Trecho fornecido:
::::::::::
Introdução
As ciências ambientais foram pioneiras na utilização das avaliações de impacto como instrumento de planejamento e gestão. Ao longo do tempo, a necessidade da avaliação de outras vertentes de impacto motivou o surgimento de outras formas e metodologias de análise (Donelly; Dalal-Clayton; Hughes, 1998) que, embora ligadas pelos mesmos fundamentos, buscam embasamento em diferentes teorias (Pope et al., 2013). Um exemplo disso é a Avaliação de Impactos à Saúde (AIS), que se estruturou sob forte influência da avaliação de impacto ambiental e da atuação de movimentos de saúde pública que defendiam a necessidade de melhor abordagem dos efeitos de estratégias de desenvolvimento sobre a saúde humana (Harris-Roxas et al., 2012).
Desde muito cedo, questões como o que é AIS, quais as metodologias aceitas e que habilitações devem ter seus praticantes têm sido debatidas, tanto que em 1999 ocorreu a publicação do Consenso de Gothenburg, no qual foram sugeridos um conceito e uma metodologia, no sentido de padronizar a prática e dirimir as dúvidas concernentes à delimitação da AIS, definida a partir de então, como processo sistemático de estudo e análise.
O Consenso de Gothenburg foi o esforço empreendido pela Organização Mundial de Saúde para estruturação da AIS. Nesse acordo, a AIS é definida como a “combinação de procedimentos, métodos e ferramentas pelos quais políticas, programas e projetos podem ser julgados de acordo com seus efeitos potenciais à saúde de uma população e quanto à distribuição de tais efeitos na população” (WHO, 1999, p. 4, tradução livre) e seus passos metodológicos são basicamente: diagnóstico (screening), definição do escopo (scoping), avaliação (appraisal), elaboração do relatório (reporting), e monitoramento (monitoring and evaluation). Pelo Consenso, o foco é a análise preditiva de impactos com vistas à promoção da saúde e à prevenção de danos. O monitoramento, neste caso, é feito para avaliar os desdobramentos do estudo preditivo e a efetividade das ações tomadas.
::::::::::
Linhas:

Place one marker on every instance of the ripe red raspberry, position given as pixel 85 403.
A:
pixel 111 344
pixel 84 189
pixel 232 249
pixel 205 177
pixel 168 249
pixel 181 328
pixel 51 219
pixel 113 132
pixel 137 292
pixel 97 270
::::::::::
Tarefas:
1. No trecho sobre Avaliação de Impactos à Saúde, acima, transcreva a parte que começa nas palavras "O Consenso de Gothenburg foi" e termina depois de "das ações tomadas.".
2. Traduza para o inglês esta frase do trecho sobre Avaliação de Impactos à Saúde: "Pelo Consenso, o foco é a análise preditiva de impactos com vistas à promoção da saúde e à prevenção de danos."
3. Reescreva em forma de lista o parágrafo do trecho sobre Avaliação de Impactos à Saúde que começa com "Desde muito cedo", mantendo os fatos principais.

Respostas:
1.
O Consenso de Gothenburg foi o esforço empreendido pela Organização Mundial de Saúde para estruturação da AIS. Nesse acordo, a AIS é definida como a “combinação de procedimentos, métodos e ferramentas pelos quais políticas, programas e projetos podem ser julgados de acordo com seus efeitos potenciais à saúde de uma população e quanto à distribuição de tais efeitos na população” (WHO, 1999, p. 4, tradução livre) e seus passos metodológicos são basicamente: diagnóstico (screening), definição do escopo (scoping), avaliação (appraisal), elaboração do relatório (reporting), e monitoramento (monitoring and evaluation). Pelo Consenso, o foco é a análise preditiva de impactos com vistas à promoção da saúde e à prevenção de danos. O monitoramento, neste caso, é feito para avaliar os desdobramentos do estudo preditivo e a efetividade das ações tomadas.

2. Under the Consensus, the focus is the predictive analysis of impacts with a view to promoting health and preventing harm.

3.
- Desde cedo se debatem o que é AIS, quais metodologias são aceitas e que habilitações seus praticantes devem ter.
- Em 1999 foi publicado o Consenso de Gothenburg, que sugeriu um conceito e uma metodologia.
- O objetivo era padronizar a prática e esclarecer as dúvidas sobre a delimitação da AIS.
- A partir de então, a AIS passou a ser definida como processo sistemático de estudo e análise.